=== Written task ===
Give the stretch of data from its first line through the line containing "Mark the region" as a numbered list, leaving out any blank lines.

(A data block)
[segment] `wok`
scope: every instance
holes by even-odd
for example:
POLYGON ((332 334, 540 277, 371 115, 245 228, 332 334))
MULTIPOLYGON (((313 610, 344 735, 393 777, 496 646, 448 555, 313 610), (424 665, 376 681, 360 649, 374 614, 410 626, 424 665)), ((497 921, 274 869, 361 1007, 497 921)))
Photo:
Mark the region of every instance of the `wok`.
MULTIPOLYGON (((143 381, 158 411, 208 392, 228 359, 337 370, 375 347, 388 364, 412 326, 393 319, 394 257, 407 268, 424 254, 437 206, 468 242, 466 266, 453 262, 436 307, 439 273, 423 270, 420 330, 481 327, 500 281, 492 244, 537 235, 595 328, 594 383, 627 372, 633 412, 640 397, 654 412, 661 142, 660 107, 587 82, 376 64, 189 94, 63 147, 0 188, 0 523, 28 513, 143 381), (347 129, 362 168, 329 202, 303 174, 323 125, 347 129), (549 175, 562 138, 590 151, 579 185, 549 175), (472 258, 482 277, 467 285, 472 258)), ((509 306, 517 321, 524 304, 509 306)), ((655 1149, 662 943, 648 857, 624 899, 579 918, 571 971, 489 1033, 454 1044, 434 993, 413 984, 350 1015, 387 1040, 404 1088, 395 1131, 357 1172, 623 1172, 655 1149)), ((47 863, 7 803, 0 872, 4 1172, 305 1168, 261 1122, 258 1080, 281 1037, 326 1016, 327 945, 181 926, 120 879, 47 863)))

=== Result of the task ===
1. [segment] `wok`
2. scope: every instance
3. holes by even-odd
4. for example:
5. POLYGON ((332 334, 540 277, 371 115, 245 228, 332 334))
6. MULTIPOLYGON (((313 610, 344 735, 393 777, 496 646, 448 555, 313 610), (424 665, 376 681, 360 649, 374 614, 410 626, 424 665)), ((497 921, 274 869, 361 1007, 497 921)))
7. Photo:
8. Mark the region of every instance of the `wok`.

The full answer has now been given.